Given problem: Render the data below, from its first line through the line containing "Target: distant forest", as a numbered list with both of those lines included and any blank lines omitted.
----------
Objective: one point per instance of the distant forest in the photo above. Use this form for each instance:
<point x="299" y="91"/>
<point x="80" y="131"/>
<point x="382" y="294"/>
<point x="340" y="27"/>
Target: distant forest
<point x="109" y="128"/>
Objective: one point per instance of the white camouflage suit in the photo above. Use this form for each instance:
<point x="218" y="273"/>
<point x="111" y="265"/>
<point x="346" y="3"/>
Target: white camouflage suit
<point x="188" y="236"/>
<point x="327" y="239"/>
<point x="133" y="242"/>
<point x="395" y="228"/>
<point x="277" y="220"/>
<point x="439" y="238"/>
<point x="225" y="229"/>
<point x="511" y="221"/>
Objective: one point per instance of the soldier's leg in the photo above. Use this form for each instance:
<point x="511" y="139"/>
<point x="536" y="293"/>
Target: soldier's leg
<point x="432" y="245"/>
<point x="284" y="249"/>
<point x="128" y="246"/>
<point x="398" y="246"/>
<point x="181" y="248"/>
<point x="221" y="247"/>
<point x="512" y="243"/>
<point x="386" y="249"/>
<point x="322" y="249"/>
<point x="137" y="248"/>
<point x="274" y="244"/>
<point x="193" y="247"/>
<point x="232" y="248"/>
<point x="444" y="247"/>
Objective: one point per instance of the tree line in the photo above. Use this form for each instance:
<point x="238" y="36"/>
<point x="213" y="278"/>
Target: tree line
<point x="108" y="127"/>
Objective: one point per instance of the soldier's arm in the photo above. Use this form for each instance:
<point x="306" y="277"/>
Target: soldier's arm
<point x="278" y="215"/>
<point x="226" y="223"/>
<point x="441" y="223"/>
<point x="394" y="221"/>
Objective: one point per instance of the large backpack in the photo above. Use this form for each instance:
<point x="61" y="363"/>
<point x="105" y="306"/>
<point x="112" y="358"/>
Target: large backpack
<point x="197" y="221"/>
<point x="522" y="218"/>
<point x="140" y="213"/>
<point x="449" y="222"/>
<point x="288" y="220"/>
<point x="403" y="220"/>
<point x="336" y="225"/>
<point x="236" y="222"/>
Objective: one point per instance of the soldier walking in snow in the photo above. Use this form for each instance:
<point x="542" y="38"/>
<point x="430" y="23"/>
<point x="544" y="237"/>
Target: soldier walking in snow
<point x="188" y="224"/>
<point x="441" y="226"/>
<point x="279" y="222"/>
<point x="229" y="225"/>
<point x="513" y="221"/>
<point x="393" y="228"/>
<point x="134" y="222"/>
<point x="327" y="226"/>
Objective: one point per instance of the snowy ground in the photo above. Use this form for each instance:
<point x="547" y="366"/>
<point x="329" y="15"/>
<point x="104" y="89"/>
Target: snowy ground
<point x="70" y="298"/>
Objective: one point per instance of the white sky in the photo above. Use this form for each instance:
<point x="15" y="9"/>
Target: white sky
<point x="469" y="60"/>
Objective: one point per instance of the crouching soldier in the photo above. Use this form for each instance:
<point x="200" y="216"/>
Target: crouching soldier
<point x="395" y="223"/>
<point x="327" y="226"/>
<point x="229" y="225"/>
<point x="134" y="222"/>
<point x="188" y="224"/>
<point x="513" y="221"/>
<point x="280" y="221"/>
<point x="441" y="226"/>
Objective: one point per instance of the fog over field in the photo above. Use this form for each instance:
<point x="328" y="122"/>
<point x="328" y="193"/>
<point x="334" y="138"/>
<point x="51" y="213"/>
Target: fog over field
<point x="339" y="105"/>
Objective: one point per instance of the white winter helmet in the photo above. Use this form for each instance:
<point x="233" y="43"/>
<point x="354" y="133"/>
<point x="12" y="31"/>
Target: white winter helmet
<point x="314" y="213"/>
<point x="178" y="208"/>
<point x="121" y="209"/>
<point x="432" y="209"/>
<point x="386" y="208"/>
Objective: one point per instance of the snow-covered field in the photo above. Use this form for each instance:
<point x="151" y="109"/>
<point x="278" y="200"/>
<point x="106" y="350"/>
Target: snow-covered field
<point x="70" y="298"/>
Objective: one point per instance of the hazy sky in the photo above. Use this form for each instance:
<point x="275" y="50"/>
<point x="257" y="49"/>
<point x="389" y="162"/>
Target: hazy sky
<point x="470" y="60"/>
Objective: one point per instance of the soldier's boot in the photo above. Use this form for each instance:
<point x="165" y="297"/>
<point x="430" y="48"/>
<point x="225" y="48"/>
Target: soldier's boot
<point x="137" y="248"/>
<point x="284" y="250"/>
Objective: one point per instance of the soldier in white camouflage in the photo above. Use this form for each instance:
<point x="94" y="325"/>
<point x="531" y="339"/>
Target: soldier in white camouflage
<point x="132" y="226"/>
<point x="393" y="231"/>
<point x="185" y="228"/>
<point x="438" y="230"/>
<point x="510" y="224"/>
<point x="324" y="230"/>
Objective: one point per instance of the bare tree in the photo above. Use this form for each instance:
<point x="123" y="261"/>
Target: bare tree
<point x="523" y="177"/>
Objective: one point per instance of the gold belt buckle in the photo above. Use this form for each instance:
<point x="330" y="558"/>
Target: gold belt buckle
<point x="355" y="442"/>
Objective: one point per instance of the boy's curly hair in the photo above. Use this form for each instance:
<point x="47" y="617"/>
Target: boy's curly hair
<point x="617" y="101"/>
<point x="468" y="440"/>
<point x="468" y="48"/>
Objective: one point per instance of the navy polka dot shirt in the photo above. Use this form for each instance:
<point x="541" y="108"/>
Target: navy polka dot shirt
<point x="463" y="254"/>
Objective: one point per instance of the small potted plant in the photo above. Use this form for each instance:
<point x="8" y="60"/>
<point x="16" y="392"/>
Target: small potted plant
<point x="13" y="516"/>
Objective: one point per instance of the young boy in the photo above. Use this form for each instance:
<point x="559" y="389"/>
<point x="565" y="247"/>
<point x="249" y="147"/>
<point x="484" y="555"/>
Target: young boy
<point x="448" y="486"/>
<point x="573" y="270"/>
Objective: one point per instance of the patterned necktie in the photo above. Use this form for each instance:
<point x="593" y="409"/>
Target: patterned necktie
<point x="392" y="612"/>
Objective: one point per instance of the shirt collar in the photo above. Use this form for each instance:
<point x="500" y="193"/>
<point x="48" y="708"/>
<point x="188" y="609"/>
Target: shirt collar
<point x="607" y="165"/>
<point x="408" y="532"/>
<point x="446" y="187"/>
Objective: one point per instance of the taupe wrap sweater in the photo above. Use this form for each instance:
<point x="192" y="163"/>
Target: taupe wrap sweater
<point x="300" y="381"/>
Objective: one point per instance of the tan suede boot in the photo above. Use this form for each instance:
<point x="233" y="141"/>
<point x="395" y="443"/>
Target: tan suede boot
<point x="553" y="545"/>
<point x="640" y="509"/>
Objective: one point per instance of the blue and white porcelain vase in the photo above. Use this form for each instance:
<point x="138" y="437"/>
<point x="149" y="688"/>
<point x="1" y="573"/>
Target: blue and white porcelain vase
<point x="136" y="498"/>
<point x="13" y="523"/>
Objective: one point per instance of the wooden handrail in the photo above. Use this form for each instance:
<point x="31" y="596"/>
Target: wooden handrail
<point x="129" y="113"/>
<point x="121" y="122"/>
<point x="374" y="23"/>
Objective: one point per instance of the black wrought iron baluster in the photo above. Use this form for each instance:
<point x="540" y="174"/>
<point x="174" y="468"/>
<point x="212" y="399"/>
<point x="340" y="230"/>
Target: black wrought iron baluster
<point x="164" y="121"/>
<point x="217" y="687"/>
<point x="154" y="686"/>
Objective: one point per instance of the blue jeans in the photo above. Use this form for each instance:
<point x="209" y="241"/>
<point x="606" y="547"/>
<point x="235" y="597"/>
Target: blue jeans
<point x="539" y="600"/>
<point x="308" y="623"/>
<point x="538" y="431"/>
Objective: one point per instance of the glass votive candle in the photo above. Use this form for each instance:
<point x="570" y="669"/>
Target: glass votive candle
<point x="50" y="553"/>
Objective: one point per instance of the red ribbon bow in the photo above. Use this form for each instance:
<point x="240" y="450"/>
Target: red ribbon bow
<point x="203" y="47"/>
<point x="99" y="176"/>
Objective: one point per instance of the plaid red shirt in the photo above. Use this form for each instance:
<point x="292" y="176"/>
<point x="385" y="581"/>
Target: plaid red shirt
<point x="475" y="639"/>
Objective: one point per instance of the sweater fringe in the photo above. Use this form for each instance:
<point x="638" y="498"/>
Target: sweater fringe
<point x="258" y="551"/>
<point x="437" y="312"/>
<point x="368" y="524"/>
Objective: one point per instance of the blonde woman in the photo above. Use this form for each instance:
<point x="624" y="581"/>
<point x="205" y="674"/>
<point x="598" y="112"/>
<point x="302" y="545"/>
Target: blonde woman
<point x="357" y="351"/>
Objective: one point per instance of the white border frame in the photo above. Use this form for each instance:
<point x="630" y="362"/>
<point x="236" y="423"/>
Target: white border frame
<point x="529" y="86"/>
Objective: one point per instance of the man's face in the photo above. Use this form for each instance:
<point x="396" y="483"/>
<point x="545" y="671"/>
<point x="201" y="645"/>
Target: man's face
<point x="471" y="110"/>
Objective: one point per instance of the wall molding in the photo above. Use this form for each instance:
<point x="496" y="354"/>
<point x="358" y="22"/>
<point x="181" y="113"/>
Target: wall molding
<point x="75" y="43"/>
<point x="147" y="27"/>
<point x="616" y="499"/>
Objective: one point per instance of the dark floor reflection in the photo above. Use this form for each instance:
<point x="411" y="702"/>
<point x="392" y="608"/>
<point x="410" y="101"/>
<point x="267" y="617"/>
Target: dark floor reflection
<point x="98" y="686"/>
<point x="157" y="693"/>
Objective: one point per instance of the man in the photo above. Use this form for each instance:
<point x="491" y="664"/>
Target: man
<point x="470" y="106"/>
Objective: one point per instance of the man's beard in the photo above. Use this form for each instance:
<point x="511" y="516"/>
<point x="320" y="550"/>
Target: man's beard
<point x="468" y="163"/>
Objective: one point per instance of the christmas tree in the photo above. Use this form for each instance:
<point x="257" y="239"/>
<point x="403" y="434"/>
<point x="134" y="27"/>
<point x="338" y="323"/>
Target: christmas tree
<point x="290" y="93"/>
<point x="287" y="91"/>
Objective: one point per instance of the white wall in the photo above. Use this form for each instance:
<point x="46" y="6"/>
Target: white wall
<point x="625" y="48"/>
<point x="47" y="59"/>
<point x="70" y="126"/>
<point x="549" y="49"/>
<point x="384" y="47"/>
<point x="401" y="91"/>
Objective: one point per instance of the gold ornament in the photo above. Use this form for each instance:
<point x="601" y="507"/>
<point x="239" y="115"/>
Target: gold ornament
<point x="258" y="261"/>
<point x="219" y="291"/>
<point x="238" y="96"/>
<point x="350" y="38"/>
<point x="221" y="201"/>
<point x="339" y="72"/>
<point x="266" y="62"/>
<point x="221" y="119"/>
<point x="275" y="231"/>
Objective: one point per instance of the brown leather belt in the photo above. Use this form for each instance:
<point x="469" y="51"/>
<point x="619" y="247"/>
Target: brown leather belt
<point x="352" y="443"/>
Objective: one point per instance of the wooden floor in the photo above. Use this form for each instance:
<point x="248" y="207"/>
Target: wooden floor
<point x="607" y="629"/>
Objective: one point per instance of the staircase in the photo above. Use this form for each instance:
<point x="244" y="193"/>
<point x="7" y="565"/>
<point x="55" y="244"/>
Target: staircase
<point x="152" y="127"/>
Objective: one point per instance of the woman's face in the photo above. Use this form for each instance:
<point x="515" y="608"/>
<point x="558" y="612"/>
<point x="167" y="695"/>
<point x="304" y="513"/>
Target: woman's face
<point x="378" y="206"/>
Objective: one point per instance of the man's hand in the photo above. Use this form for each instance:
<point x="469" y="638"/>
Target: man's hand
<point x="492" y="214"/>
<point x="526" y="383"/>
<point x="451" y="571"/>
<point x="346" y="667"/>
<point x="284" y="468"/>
----------
Answer to the task:
1. Objective: one point per instance of the distant forest in the photo above. Use this form for each instance:
2. <point x="299" y="91"/>
3. <point x="80" y="131"/>
4. <point x="382" y="294"/>
5. <point x="340" y="27"/>
6. Target: distant forest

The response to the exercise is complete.